• Work order
Every line of the records below that has the word "fabric" should be copied.

Saved data entries:
◆ ◆ ◆ ◆
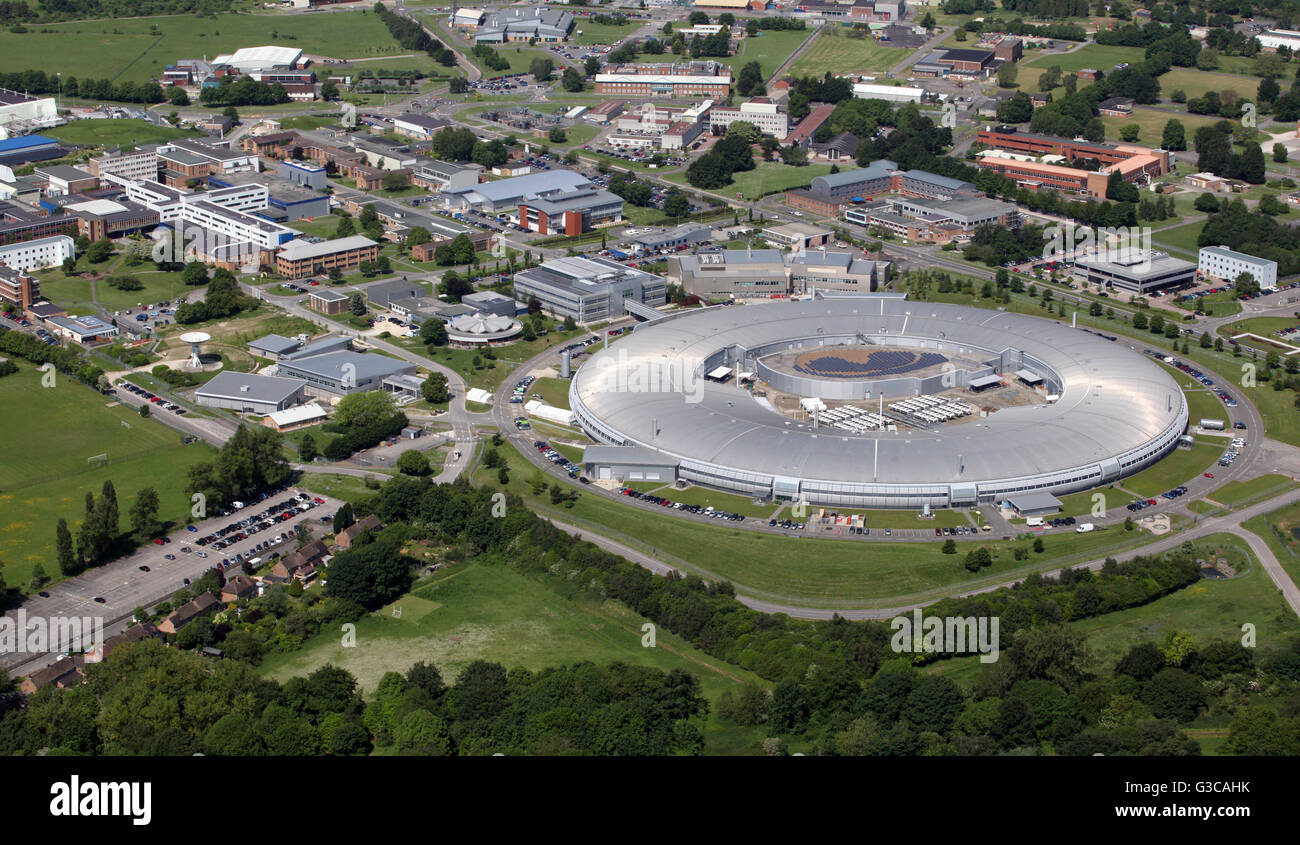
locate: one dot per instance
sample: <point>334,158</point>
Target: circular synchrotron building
<point>896,403</point>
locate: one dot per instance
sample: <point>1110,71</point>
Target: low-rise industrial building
<point>250,393</point>
<point>589,289</point>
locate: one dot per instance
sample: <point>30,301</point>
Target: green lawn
<point>1195,83</point>
<point>126,48</point>
<point>766,178</point>
<point>593,33</point>
<point>115,133</point>
<point>477,611</point>
<point>770,50</point>
<point>1152,122</point>
<point>1209,610</point>
<point>1236,493</point>
<point>76,293</point>
<point>810,572</point>
<point>1092,56</point>
<point>1178,467</point>
<point>848,55</point>
<point>554,391</point>
<point>1278,531</point>
<point>48,476</point>
<point>1181,238</point>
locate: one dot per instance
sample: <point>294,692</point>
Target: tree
<point>307,450</point>
<point>541,69</point>
<point>433,332</point>
<point>1207,203</point>
<point>412,463</point>
<point>68,562</point>
<point>359,410</point>
<point>1174,135</point>
<point>343,518</point>
<point>144,512</point>
<point>434,389</point>
<point>395,181</point>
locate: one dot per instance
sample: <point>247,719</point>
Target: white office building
<point>1225,264</point>
<point>768,117</point>
<point>37,255</point>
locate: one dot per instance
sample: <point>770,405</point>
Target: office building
<point>589,289</point>
<point>1226,265</point>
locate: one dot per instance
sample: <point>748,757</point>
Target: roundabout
<point>689,395</point>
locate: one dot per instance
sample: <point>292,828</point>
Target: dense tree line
<point>222,299</point>
<point>39,82</point>
<point>245,91</point>
<point>150,700</point>
<point>714,169</point>
<point>66,360</point>
<point>250,463</point>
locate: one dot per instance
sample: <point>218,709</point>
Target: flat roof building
<point>1136,271</point>
<point>250,393</point>
<point>1226,264</point>
<point>588,289</point>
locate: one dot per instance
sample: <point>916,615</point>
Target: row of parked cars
<point>260,521</point>
<point>560,460</point>
<point>710,511</point>
<point>159,401</point>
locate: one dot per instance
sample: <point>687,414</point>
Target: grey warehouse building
<point>1108,411</point>
<point>250,393</point>
<point>1138,271</point>
<point>589,289</point>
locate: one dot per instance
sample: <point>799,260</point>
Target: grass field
<point>48,479</point>
<point>809,572</point>
<point>74,293</point>
<point>1092,56</point>
<point>1181,238</point>
<point>768,50</point>
<point>128,50</point>
<point>848,55</point>
<point>766,178</point>
<point>1236,493</point>
<point>1171,471</point>
<point>594,33</point>
<point>1152,122</point>
<point>116,133</point>
<point>554,391</point>
<point>479,611</point>
<point>1278,529</point>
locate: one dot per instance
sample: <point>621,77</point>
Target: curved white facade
<point>1117,412</point>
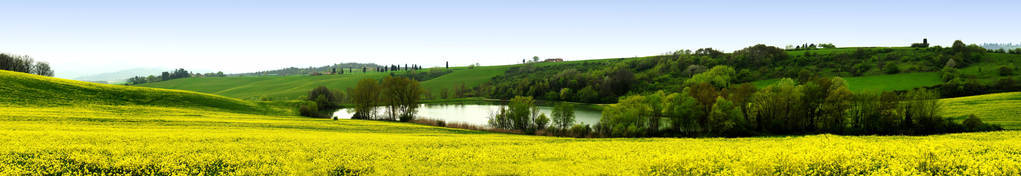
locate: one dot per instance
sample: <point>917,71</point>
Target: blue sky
<point>88,37</point>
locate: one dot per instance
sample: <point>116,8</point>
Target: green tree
<point>541,122</point>
<point>835,105</point>
<point>682,110</point>
<point>366,96</point>
<point>401,95</point>
<point>629,118</point>
<point>522,112</point>
<point>720,76</point>
<point>726,119</point>
<point>564,115</point>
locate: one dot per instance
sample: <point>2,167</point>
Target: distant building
<point>552,60</point>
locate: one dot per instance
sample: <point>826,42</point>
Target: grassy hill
<point>144,140</point>
<point>1002,108</point>
<point>292,87</point>
<point>60,127</point>
<point>33,90</point>
<point>917,68</point>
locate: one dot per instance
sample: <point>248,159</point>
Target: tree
<point>588,94</point>
<point>835,105</point>
<point>720,76</point>
<point>563,115</point>
<point>400,95</point>
<point>566,94</point>
<point>324,97</point>
<point>541,122</point>
<point>366,96</point>
<point>726,119</point>
<point>522,112</point>
<point>626,119</point>
<point>43,69</point>
<point>682,110</point>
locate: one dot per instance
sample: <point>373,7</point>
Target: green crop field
<point>1002,108</point>
<point>135,136</point>
<point>292,87</point>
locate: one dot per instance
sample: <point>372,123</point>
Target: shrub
<point>541,122</point>
<point>308,110</point>
<point>564,116</point>
<point>892,69</point>
<point>580,130</point>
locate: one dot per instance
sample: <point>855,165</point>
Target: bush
<point>580,130</point>
<point>973,123</point>
<point>541,122</point>
<point>308,110</point>
<point>892,69</point>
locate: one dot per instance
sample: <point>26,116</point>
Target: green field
<point>1002,108</point>
<point>127,136</point>
<point>292,87</point>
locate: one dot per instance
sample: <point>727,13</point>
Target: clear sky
<point>90,37</point>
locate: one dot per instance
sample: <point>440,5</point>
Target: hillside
<point>1001,108</point>
<point>866,69</point>
<point>151,140</point>
<point>292,87</point>
<point>31,90</point>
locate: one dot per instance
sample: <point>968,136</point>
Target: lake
<point>476,114</point>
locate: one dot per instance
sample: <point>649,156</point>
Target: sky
<point>80,38</point>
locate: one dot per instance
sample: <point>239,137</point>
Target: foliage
<point>563,116</point>
<point>720,76</point>
<point>400,95</point>
<point>541,122</point>
<point>25,63</point>
<point>366,96</point>
<point>95,140</point>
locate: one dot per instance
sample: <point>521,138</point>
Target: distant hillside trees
<point>165,76</point>
<point>25,63</point>
<point>399,96</point>
<point>307,71</point>
<point>521,114</point>
<point>822,105</point>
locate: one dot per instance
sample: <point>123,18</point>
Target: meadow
<point>152,138</point>
<point>1001,108</point>
<point>292,87</point>
<point>143,140</point>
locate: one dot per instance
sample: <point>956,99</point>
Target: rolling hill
<point>60,127</point>
<point>32,90</point>
<point>292,87</point>
<point>915,62</point>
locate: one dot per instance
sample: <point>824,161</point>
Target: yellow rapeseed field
<point>144,140</point>
<point>59,127</point>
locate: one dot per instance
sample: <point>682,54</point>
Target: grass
<point>100,135</point>
<point>292,87</point>
<point>32,90</point>
<point>987,71</point>
<point>1001,108</point>
<point>880,83</point>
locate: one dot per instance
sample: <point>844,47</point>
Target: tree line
<point>711,106</point>
<point>606,80</point>
<point>176,74</point>
<point>397,95</point>
<point>25,63</point>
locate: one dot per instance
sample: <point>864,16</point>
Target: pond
<point>477,114</point>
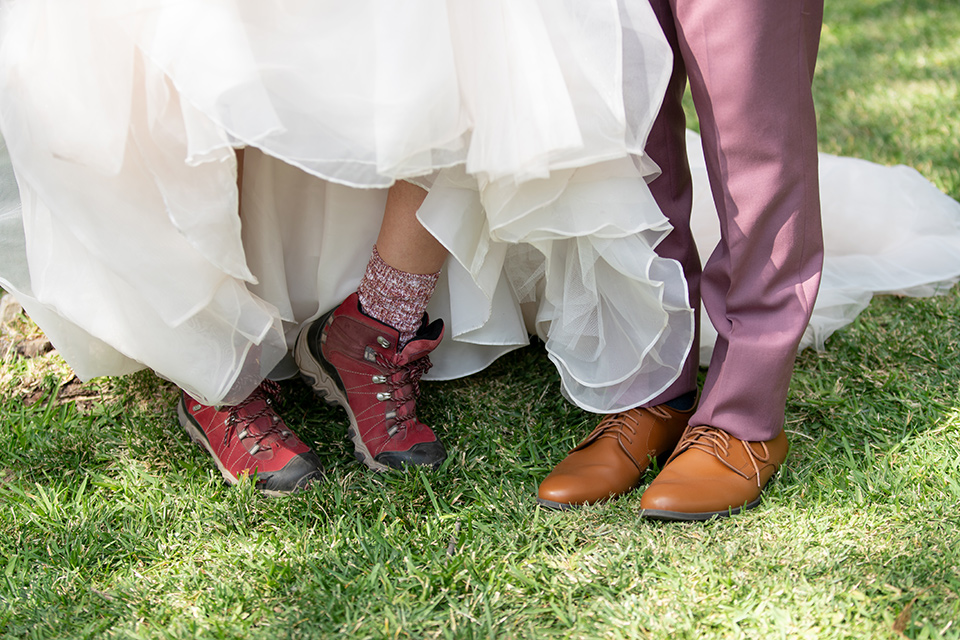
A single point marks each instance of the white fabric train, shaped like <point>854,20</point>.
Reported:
<point>121,117</point>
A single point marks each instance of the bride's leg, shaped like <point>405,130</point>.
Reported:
<point>368,354</point>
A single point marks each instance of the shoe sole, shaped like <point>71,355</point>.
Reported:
<point>680,516</point>
<point>327,389</point>
<point>558,506</point>
<point>197,435</point>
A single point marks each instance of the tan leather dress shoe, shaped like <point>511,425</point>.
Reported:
<point>610,461</point>
<point>710,474</point>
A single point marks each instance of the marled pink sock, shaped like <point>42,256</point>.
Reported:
<point>395,297</point>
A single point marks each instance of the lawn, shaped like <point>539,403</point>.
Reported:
<point>113,524</point>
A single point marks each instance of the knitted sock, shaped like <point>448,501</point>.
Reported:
<point>395,297</point>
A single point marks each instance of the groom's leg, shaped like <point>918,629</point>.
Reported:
<point>750,65</point>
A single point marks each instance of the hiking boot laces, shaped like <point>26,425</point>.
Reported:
<point>245,425</point>
<point>396,378</point>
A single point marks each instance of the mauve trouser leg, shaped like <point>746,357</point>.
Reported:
<point>750,67</point>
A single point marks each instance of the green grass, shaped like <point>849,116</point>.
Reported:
<point>112,524</point>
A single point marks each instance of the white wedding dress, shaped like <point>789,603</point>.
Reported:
<point>123,241</point>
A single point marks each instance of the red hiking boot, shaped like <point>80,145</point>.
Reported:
<point>352,360</point>
<point>250,438</point>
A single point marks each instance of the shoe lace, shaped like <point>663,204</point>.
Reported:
<point>397,377</point>
<point>622,426</point>
<point>716,442</point>
<point>241,424</point>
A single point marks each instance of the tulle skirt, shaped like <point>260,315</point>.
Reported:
<point>122,116</point>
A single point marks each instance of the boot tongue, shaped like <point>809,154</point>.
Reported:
<point>426,340</point>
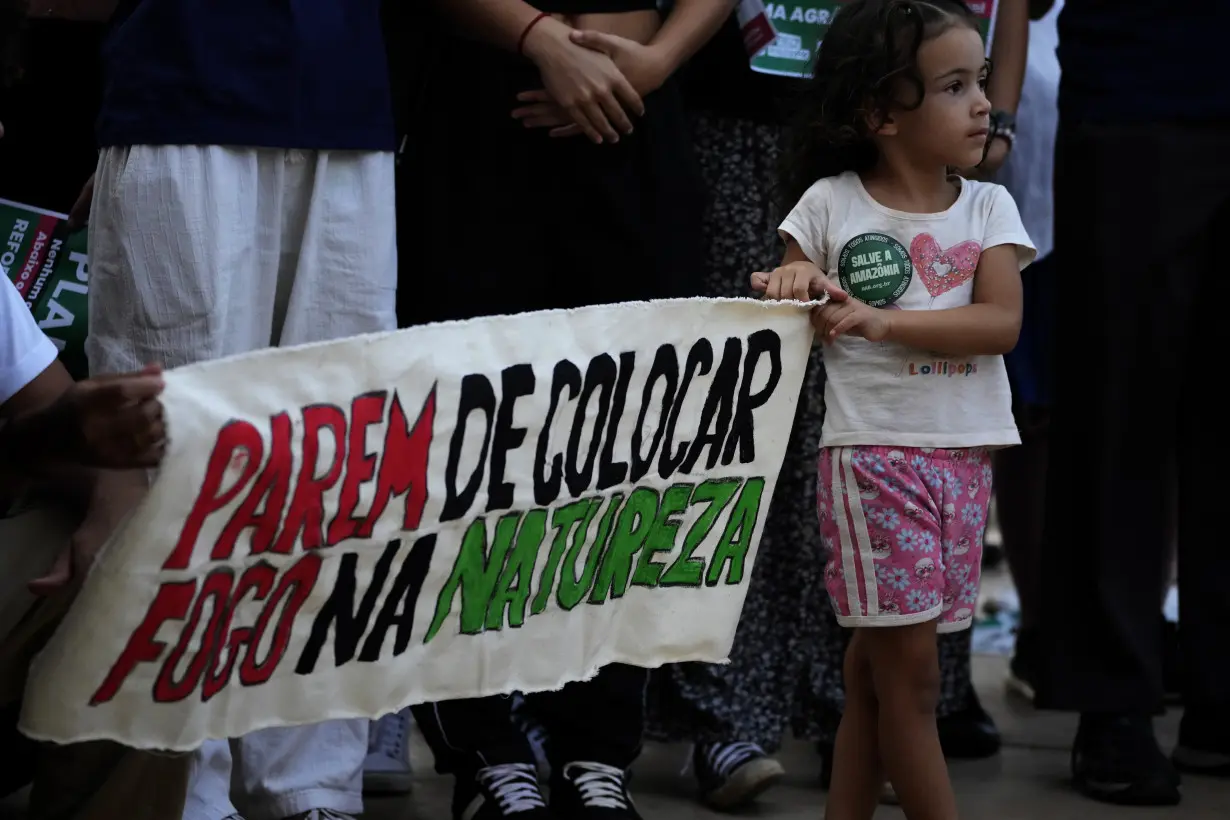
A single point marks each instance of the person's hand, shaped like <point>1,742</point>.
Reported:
<point>79,216</point>
<point>643,67</point>
<point>996,154</point>
<point>853,317</point>
<point>113,497</point>
<point>112,422</point>
<point>584,87</point>
<point>797,280</point>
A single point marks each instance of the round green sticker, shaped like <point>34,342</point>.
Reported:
<point>875,269</point>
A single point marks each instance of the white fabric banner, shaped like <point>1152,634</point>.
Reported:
<point>453,510</point>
◆ ◆ ◆ ◆
• Response box
A single point marks each instance of the white fabric train, shaped like <point>854,20</point>.
A single point marks each instance of the white fabric banner, shaped like <point>1152,634</point>.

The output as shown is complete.